Turn the data below into a JSON list of strings, one string for each line, and leave out any blank lines.

— Begin —

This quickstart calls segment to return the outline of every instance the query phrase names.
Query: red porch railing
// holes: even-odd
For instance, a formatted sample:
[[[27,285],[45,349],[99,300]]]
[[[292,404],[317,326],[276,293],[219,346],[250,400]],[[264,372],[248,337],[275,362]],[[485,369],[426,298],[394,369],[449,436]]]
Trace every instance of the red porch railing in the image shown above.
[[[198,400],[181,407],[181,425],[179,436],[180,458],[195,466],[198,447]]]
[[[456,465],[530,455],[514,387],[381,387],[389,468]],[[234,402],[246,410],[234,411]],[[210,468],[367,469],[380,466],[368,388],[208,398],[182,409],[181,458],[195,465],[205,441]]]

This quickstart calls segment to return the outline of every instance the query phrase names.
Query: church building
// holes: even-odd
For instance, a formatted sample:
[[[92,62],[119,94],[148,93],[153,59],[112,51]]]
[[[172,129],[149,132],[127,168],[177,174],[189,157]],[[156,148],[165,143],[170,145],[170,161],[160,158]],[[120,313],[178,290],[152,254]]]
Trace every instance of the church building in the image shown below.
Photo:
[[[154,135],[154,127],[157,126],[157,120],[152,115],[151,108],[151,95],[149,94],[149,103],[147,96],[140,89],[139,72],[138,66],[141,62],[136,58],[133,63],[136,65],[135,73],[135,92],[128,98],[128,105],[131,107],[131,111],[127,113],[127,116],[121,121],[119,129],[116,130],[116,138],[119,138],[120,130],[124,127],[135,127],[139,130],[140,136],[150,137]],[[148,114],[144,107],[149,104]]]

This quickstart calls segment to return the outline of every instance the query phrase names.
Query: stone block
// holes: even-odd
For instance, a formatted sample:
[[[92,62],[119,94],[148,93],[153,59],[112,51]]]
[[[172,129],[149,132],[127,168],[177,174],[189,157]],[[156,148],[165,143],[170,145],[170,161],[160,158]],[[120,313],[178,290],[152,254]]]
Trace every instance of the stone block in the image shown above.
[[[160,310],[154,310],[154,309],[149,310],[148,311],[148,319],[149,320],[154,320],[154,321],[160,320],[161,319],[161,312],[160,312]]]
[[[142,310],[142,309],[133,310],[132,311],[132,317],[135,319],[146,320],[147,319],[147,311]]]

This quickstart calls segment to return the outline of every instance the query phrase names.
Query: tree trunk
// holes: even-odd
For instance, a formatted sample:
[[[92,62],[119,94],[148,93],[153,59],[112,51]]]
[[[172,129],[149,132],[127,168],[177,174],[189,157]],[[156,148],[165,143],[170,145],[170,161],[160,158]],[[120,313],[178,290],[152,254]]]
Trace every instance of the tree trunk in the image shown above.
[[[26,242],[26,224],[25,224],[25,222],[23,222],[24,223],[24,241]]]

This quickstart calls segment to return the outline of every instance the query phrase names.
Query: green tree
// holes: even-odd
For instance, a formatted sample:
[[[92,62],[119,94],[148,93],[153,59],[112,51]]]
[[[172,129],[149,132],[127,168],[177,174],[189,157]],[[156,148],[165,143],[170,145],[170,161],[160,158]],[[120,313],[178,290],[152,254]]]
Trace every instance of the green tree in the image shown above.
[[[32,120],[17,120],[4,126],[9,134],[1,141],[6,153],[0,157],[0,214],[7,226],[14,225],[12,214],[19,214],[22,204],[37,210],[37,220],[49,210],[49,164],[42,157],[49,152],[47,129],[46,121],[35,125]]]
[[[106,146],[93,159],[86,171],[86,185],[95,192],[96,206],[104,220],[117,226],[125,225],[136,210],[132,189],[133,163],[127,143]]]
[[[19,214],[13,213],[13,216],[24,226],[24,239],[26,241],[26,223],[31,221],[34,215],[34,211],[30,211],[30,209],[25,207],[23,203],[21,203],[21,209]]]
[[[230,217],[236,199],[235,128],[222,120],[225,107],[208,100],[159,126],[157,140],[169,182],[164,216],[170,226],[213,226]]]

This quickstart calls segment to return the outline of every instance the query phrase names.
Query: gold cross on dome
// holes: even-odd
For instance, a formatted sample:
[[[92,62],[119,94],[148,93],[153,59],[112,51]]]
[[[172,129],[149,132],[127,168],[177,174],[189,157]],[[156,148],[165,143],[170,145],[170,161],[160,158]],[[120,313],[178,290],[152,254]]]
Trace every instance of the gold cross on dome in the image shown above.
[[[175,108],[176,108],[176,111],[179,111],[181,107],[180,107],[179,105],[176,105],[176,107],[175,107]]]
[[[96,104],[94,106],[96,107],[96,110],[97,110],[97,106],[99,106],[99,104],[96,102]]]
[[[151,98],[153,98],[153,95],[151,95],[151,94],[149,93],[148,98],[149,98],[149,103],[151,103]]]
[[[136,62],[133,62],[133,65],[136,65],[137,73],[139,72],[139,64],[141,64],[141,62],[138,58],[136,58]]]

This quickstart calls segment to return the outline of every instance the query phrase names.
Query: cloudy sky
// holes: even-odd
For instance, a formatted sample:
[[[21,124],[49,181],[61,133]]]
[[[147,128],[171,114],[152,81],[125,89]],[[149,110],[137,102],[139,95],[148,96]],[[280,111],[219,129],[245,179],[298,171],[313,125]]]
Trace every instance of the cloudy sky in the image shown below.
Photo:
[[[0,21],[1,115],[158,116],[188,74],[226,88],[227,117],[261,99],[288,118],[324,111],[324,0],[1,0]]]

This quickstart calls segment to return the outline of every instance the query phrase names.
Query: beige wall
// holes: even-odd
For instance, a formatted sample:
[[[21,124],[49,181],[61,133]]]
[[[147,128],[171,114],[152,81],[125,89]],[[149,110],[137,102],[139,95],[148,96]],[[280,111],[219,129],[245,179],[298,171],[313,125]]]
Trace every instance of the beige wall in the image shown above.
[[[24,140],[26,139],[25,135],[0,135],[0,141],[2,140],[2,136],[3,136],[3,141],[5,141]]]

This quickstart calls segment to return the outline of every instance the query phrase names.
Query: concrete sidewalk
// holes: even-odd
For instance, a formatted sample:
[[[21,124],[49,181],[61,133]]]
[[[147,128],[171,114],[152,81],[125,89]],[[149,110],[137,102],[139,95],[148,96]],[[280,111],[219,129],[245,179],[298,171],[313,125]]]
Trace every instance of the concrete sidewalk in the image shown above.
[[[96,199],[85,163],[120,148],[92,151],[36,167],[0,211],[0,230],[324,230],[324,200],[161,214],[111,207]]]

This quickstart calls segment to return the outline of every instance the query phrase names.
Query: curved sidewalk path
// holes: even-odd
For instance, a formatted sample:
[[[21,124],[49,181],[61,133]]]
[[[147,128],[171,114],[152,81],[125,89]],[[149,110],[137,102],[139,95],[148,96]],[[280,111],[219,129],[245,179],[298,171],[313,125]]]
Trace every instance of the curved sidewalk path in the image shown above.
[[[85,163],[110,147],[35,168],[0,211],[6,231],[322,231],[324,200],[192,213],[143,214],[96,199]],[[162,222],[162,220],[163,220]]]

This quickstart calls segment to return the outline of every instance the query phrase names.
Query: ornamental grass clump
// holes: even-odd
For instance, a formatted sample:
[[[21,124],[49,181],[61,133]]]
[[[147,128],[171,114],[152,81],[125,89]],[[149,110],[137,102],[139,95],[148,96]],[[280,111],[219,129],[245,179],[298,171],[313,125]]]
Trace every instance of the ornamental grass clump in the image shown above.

— End —

> PROBLEM SOLUTION
[
  "This quickstart calls segment to return the outline of every instance the query phrase names.",
  "Query: red porch railing",
  "// holes: even-odd",
  "For instance, a formatted sample:",
  "[[[27,285],[45,349],[99,300]]]",
  "[[[292,404],[317,326],[276,293],[219,346],[250,400]],[[264,372],[248,337],[275,362]],[[485,369],[426,298],[394,369],[449,436]]]",
  "Trace every instance of the red porch railing in the image shown above.",
  "[[[198,400],[181,407],[181,425],[179,436],[180,458],[195,466],[198,447]]]",
  "[[[456,465],[530,455],[514,387],[381,387],[389,468]],[[234,402],[246,410],[234,411]],[[210,468],[367,469],[380,466],[368,388],[208,398],[182,409],[181,458],[195,465],[205,441]]]",
  "This quickstart calls segment to return the outline of every instance the query phrase names.",
  "Query: church building",
  "// holes: even-odd",
  "For instance, a formatted sample:",
  "[[[92,62],[119,94],[148,93],[153,59],[112,51]]]",
  "[[[172,129],[149,132],[127,168],[177,174],[189,157]],[[156,148],[165,143],[170,145],[170,161],[160,158]],[[120,313],[178,290],[152,254]]]",
  "Trace every instance of the church building in the image shown below.",
  "Photo:",
  "[[[154,135],[154,127],[157,126],[157,120],[152,115],[151,108],[151,95],[149,94],[149,103],[147,96],[140,89],[139,72],[138,66],[141,62],[136,58],[133,63],[136,65],[135,73],[135,92],[128,98],[128,105],[131,107],[131,111],[127,113],[127,116],[121,121],[119,129],[116,130],[116,138],[119,138],[120,130],[124,127],[135,127],[139,130],[140,136],[150,137]],[[148,114],[144,107],[149,104]]]",
  "This quickstart calls segment to return the outline of every instance the query phrase names.",
  "Query: stone block",
  "// holes: even-odd",
  "For instance, a formatted sample:",
  "[[[92,62],[119,94],[148,93],[153,59],[112,51]]]",
  "[[[172,129],[149,132],[127,168],[177,174],[189,157]],[[156,148],[165,143],[170,145],[170,161],[160,158]],[[120,313],[178,290],[152,254]]]",
  "Trace every instance of the stone block in the image shown above.",
  "[[[160,310],[154,310],[154,309],[149,310],[148,311],[148,319],[149,320],[154,320],[154,321],[160,320],[161,319],[161,312],[160,312]]]",
  "[[[142,310],[142,309],[133,310],[132,311],[132,317],[135,319],[146,320],[147,319],[147,311]]]",
  "This quickstart calls segment to return the outline of every instance the query phrase names.",
  "Query: tree trunk",
  "// holes: even-odd",
  "For instance, a formatted sample:",
  "[[[92,62],[119,94],[148,93],[153,59],[112,51]]]",
  "[[[172,129],[149,132],[127,168],[177,174],[189,157]],[[156,148],[165,143],[170,145],[170,161],[160,158]],[[120,313],[178,290],[152,254]]]",
  "Trace every instance of the tree trunk in the image shown above.",
  "[[[26,242],[26,224],[25,224],[25,222],[23,222],[24,223],[24,241]]]",
  "This quickstart calls segment to return the outline of every instance the query phrase names.",
  "Query: green tree",
  "// holes: even-odd",
  "For instance, a formatted sample:",
  "[[[92,62],[119,94],[148,93],[153,59],[112,51]]]",
  "[[[172,129],[149,132],[127,168],[177,174],[189,157]],[[156,148],[165,143],[170,145],[170,161],[160,158]],[[120,313],[178,290],[152,254]]]",
  "Trace every instance of the green tree in the image shown above.",
  "[[[32,120],[17,120],[4,126],[9,134],[1,141],[6,153],[0,157],[0,214],[7,226],[14,225],[12,214],[19,214],[22,204],[37,210],[37,220],[49,210],[49,164],[42,157],[49,152],[47,129],[46,121],[35,125]]]",
  "[[[106,146],[93,159],[86,171],[86,185],[95,192],[96,206],[104,220],[117,226],[125,225],[136,210],[132,189],[133,163],[127,143]]]",
  "[[[19,214],[13,213],[13,216],[24,226],[24,239],[26,241],[26,223],[31,221],[34,215],[34,211],[30,211],[30,209],[25,207],[23,203],[21,203],[21,209]]]",
  "[[[230,217],[236,199],[235,128],[222,120],[225,107],[208,100],[159,126],[157,140],[169,182],[164,216],[170,226],[213,226]]]",
  "This quickstart calls segment to return the outline of every instance the query phrase names.",
  "Query: gold cross on dome",
  "// holes: even-odd",
  "For instance, a formatted sample:",
  "[[[92,62],[119,94],[148,93],[153,59],[112,51]]]",
  "[[[172,129],[149,132],[127,168],[177,174],[189,157]],[[156,148],[165,143],[170,145],[170,161],[160,158]],[[120,313],[178,290],[152,254]]]",
  "Trace every instance of the gold cross on dome in the image shown above.",
  "[[[175,108],[176,108],[176,111],[179,111],[181,107],[180,107],[179,105],[176,105],[176,107],[175,107]]]",
  "[[[96,104],[94,106],[96,107],[96,110],[97,110],[97,106],[99,106],[99,104],[96,102]]]",
  "[[[151,98],[153,98],[153,95],[151,95],[151,94],[149,93],[148,98],[149,98],[149,103],[151,103]]]",
  "[[[136,62],[133,62],[133,65],[136,65],[137,73],[139,72],[139,64],[141,64],[141,62],[138,58],[136,58]]]",
  "This quickstart calls segment to return the outline of every instance the query phrase names.",
  "Query: cloudy sky",
  "// holes: even-odd",
  "For instance, a formatted sample:",
  "[[[21,124],[49,181],[61,133]]]",
  "[[[147,128],[171,114],[152,81],[125,89]],[[149,110],[137,102],[139,95],[148,96]],[[280,111],[219,129],[245,179],[298,171],[313,125]]]",
  "Trace every instance of the cloudy sky in the image shown below.",
  "Photo:",
  "[[[0,21],[1,115],[158,116],[188,74],[226,88],[227,117],[261,99],[288,118],[324,111],[324,0],[1,0]]]",
  "This quickstart calls segment to return the outline of every instance the query phrase names.",
  "Query: beige wall",
  "// holes: even-odd",
  "For instance, a formatted sample:",
  "[[[21,124],[49,181],[61,133]]]",
  "[[[147,128],[171,114],[152,81],[125,89]],[[149,110],[137,102],[139,95],[148,96]],[[280,111],[219,129],[245,179],[298,171],[313,125]]]",
  "Trace every instance of the beige wall in the image shown above.",
  "[[[24,140],[26,139],[25,135],[0,135],[0,141],[2,140],[2,136],[3,136],[3,141],[5,141]]]",
  "This quickstart calls segment to return the outline of every instance the query phrase names.",
  "Query: concrete sidewalk",
  "// holes: even-odd",
  "For instance, a formatted sample:",
  "[[[21,124],[49,181],[61,133]]]",
  "[[[147,128],[171,114],[152,81],[125,89]],[[149,110],[137,102],[139,95],[148,96]],[[280,111],[219,129],[245,179],[298,171],[313,125]]]",
  "Trace every instance of the concrete sidewalk in the image shown above.",
  "[[[96,199],[85,163],[120,148],[92,151],[36,167],[0,211],[0,230],[324,230],[324,200],[161,214],[111,207]]]",
  "This quickstart calls segment to return the outline of every instance the query phrase names.",
  "Query: curved sidewalk path",
  "// holes: even-odd",
  "For instance, a formatted sample:",
  "[[[21,124],[49,181],[61,133]]]",
  "[[[147,128],[171,114],[152,81],[125,89]],[[149,110],[137,102],[139,95],[148,96]],[[280,111],[219,129],[245,179],[298,171],[313,125]]]",
  "Trace every instance of the curved sidewalk path in the image shown above.",
  "[[[85,163],[110,147],[35,168],[0,211],[6,231],[322,231],[324,200],[192,213],[143,214],[96,199]],[[162,222],[162,220],[163,220]]]",
  "This quickstart calls segment to return the outline of every instance the query phrase names.",
  "Query: ornamental grass clump",
  "// holes: even-odd",
  "For instance, a formatted sample:",
  "[[[21,124],[49,181],[61,133]]]",
  "[[[147,128],[171,114],[152,81],[125,89]],[[149,110],[137,102],[139,95],[148,96]],[[280,111],[219,129],[245,179],[298,171],[313,125]]]",
  "Trace every instance of the ornamental grass clump in the image shown above."
]